OBJECTIF ÉNONCÉ 1:
Indiquez combien de lignes des enregistrements contiennent la chaîne « instance », en tenant compte de la casse. Répondez uniquement par ce nombre.

TEXTE:
______
21 Il nous semble, de ce point de vue, que la notion d’agency telle qu’elle est proposée, entre autres, par SEN, ne donne pas suffisamment de substance au sujet des actions. La responsabilité est uniquement une responsabilité sociale et collective, mais non une responsabilité individuelle. D’ailleurs RICOEUR (2004, p. 211) souligne à juste titre que « la marque de SEN, en tant qu’économiste dans cette grande discussion est d’avoir associé l’idée de liberté à celle de choix de vie d’une part, à celle de responsabilité collective d’autre part ». Et plus loin « c’est ainsi que la liberté individuelle, comprise comme liberté de choix de vie, devient une responsabilité sociale » (ibid., p. 213).

22 Amartya SEN traite de la responsabilité sociale en accord avec sa théorie du choix social. Dans ce cadre, des individus utilisent à leur guise les ressources et saisissent les opportunités. Cette liberté a ses conséquences : chacun est responsable de l’usage qu’il a effectué de sa liberté. ROEMER (1996) et FLEURBAEY (1996) évoquent clairement ce cadre : chacun, s’il est libre d’utiliser ses capabilités, aura une responsabilité individuelle vis-à-vis de la société ; laquelle déterminera, en dernier ressort, la « responsabilité sociale ». La responsabilité ne concerne que la responsabilité a posteriori par rapport à sa situation et non la responsabilité a priori que l’on peut avoir par rapport à la situation des autres. Cette responsabilité égocentrique est la forme la plus controversée de la responsabilité  [12].

23 La substance du sujet des actes n’a finalement guère d’importance dans ce cadre, puisque ce qui est en jeu n’est pas la responsabilité de ce sujet, mais laresponsabilité de la collectivité à l’égard de la liberté de ce sujet. Une telle optique serait certes défendable si elle ne passait pas à côté d’un élément essentiel dans la compréhension du bien-être de la personne : sa capacité à être responsable.

b –Agency, bien-être et capacité à être responsable

24 La notion d’agency permet de dépasser le cadre strict de l’analyse du bien-être, mais ce faisant elle oublie que la capacité d’action engagée a aussi un impact sur le bien-être. SEN reconnaît ce problème, mais semble l’écarter. Citons un passage, un peu long, mais relativement significatif de ce point de vue :

25

« Admettre qu’il existe une distinction entre l’aspect “action” et l’aspect “bien-être” d’une personne ne nous oblige pas à considérer que la réussite de la personne en tant qu’agent doit être indépendante, ou complètement séparable, de sa réussite sur le plan du bien-être. Une personne peut très bien s’estimer plus heureuse et plus prospère parce qu’elle a accompli ce qu’elle désirait accomplir – peut-être en faveur de sa famille, de sa communauté, de sa classe, de son parti ou d’une autre cause. À l’inverse, il est tout à fait possible que le bien-être d’une personne diminue sous l’effet de la frustration, si elle n’arrive pas à accomplir ce qu’elle désirait en tant qu’agent, même si cette action n’est pas en rapport direct avec son bien-être. » (SEN, 1987a/1993, p. 41).
______
DONNÉES AFFICHÉES:
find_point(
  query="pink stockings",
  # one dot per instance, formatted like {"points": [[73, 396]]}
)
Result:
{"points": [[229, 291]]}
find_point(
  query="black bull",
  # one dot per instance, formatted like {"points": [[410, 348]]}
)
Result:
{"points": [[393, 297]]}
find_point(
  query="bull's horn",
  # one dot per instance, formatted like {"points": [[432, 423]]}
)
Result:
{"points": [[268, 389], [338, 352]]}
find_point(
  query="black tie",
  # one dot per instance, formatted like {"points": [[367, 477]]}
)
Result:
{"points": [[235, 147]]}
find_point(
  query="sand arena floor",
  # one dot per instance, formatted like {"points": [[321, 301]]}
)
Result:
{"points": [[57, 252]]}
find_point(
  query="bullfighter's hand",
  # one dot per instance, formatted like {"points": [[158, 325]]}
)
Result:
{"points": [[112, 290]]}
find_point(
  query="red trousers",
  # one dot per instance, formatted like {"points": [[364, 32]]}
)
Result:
______
OBJECTIF ÉNONCÉ 2:
Recopiez mot pour mot le passage du texte compris entre « 23 La substance » et « à être responsable. », ces deux extraits inclus.

RÉSULTAT ATTENDU 1:
7

RÉSULTAT ATTENDU 2:
23 La substance du sujet des actes n’a finalement guère d’importance dans ce cadre, puisque ce qui est en jeu n’est pas la responsabilité de ce sujet, mais laresponsabilité de la collectivité à l’égard de la liberté de ce sujet. Une telle optique serait certes défendable si elle ne passait pas à côté d’un élément essentiel dans la compréhension du bien-être de la personne : sa capacité à être responsable.